*** ENTRIES SUPPLIED ***

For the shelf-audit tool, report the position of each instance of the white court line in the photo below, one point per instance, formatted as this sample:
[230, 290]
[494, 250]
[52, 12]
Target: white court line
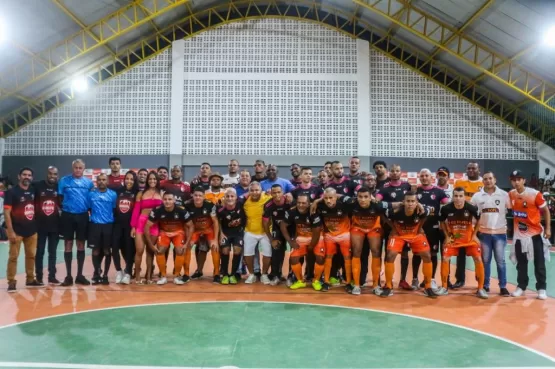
[282, 303]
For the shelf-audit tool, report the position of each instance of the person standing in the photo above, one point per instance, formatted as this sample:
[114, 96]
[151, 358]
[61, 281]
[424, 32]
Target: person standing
[19, 212]
[47, 208]
[528, 206]
[73, 191]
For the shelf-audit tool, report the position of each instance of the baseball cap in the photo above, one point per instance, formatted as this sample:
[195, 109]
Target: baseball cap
[516, 174]
[444, 170]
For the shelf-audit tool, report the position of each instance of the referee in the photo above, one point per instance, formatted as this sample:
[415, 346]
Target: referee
[73, 190]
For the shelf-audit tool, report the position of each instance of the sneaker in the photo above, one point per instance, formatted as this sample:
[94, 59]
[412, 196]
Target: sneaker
[482, 294]
[335, 282]
[414, 284]
[68, 281]
[428, 292]
[34, 284]
[54, 281]
[119, 277]
[196, 275]
[518, 292]
[82, 281]
[251, 279]
[317, 286]
[386, 292]
[442, 291]
[297, 285]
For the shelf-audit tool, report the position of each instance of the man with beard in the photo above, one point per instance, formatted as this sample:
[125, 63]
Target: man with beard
[19, 208]
[295, 173]
[47, 209]
[471, 184]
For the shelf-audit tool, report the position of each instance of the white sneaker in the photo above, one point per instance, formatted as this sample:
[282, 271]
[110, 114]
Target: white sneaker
[518, 292]
[119, 277]
[251, 279]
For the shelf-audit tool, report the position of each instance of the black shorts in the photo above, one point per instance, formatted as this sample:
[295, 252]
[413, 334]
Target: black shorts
[74, 226]
[100, 236]
[234, 240]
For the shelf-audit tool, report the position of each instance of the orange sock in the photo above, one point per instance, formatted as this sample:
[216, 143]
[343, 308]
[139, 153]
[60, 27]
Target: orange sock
[427, 269]
[216, 261]
[179, 259]
[318, 270]
[298, 270]
[327, 270]
[389, 270]
[348, 270]
[480, 274]
[356, 271]
[376, 269]
[187, 261]
[444, 273]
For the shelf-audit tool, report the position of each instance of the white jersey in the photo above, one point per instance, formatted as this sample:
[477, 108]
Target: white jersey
[493, 210]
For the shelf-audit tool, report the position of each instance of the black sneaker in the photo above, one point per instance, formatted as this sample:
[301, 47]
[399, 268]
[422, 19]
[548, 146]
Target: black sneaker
[82, 280]
[386, 292]
[428, 292]
[34, 283]
[68, 281]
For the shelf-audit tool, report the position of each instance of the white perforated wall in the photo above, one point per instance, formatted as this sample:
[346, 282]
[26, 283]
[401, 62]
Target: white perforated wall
[271, 87]
[128, 115]
[414, 117]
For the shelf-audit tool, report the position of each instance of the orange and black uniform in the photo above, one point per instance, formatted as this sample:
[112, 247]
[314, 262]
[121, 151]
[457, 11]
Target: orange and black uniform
[47, 207]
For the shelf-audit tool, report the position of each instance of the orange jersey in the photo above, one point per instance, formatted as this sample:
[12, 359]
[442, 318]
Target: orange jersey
[470, 187]
[526, 211]
[459, 221]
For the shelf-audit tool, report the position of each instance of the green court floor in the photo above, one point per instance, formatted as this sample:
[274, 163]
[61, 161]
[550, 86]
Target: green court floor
[254, 335]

*** End of ENTRIES SUPPLIED ***

**TASK OBJECTIVE**
Write the lines above out again exactly, excluding every picture.

**ANSWER BOX**
For the shelf-audit tool, report the position of each instance of the white court line in the photo below, one point per instance, formatted as this sample:
[230, 290]
[494, 250]
[52, 12]
Target: white court line
[282, 303]
For the shelf-audit tool, report the position of each instance of the person standing in the photo above, one point per instance, formatted as this sample:
[114, 96]
[151, 358]
[61, 281]
[424, 32]
Target: person standing
[19, 212]
[47, 208]
[528, 206]
[73, 191]
For the shelf-audit tool, report the position of each instance of the baseball cap in the photo above, one point per instance, formatted as this sample:
[195, 109]
Target: baseball cap
[516, 174]
[444, 170]
For the shelf-audit tool, report the position of each instance of the referee in the photo above, one point per instance, formatted as this sample:
[415, 346]
Target: referee
[73, 190]
For the shelf-audit tool, report the position of each instance of the sneaker in the photo above, one point per instance, formatted as this sample:
[94, 59]
[412, 196]
Target: sneaker
[482, 294]
[335, 282]
[414, 284]
[68, 281]
[428, 292]
[34, 284]
[54, 281]
[119, 277]
[196, 275]
[518, 292]
[82, 281]
[251, 279]
[317, 286]
[386, 292]
[442, 291]
[297, 285]
For the shelf-audit tool, report the position of each instance of the man with beard in the photo above, one point per instance, formatted as this sample:
[125, 63]
Target: man with beard
[19, 208]
[295, 173]
[47, 209]
[471, 184]
For the shelf-audit tool, report the position of each instance of the white sneaker in the photo above, one point per instance, formatted as this sample:
[282, 271]
[110, 114]
Target: white sneaker
[518, 292]
[119, 277]
[251, 279]
For the shelf-audit tool, report the position of each instance of the black shorts in the photo above, one point per instance, formatted as this sample:
[295, 252]
[413, 334]
Target: black shorts
[74, 226]
[100, 236]
[234, 240]
For the shelf-audit tool, report the position of each instance of the orange sock in the photo above, one point per instance, formatted as this sample:
[216, 143]
[343, 308]
[139, 153]
[60, 27]
Target: orange sock
[427, 269]
[216, 261]
[179, 259]
[318, 270]
[298, 270]
[327, 270]
[389, 270]
[348, 270]
[480, 274]
[356, 271]
[376, 269]
[187, 261]
[444, 273]
For the shelf-audit tool, report the position of each instance of the white jersey in the photo above, one point per instance, formatted as this sample:
[477, 108]
Target: white jersey
[493, 210]
For the shelf-audit tool, report the position of each instance of the black sneaker in the photo above, one point per instance, formatted as this sample:
[301, 47]
[399, 268]
[422, 19]
[548, 146]
Target: black sneaker
[82, 280]
[386, 292]
[428, 292]
[34, 283]
[68, 281]
For the shelf-audit tool, report the position of each instance of the white perforated wall in the photo above, one point per instance, formatted as this sample:
[346, 282]
[26, 283]
[401, 62]
Target: white perforated wall
[271, 87]
[128, 115]
[414, 117]
For the shelf-audit tool, report the position of each instance of the orange and black uniform in the photo above, one point per instance, formatted as this sample:
[112, 247]
[314, 262]
[121, 151]
[457, 11]
Target: orange and black uniform
[47, 207]
For the shelf-audit tool, report the position of each instance of the orange jersey in the photo above, one point per instance, formatted as this sample:
[12, 359]
[442, 318]
Target: orange jersey
[470, 187]
[526, 211]
[459, 221]
For the shelf-audit tool, report the position of each instance of the green court floor in the photo above, one point per instance, formatted as this sample:
[274, 163]
[61, 161]
[550, 86]
Target: green court floor
[254, 335]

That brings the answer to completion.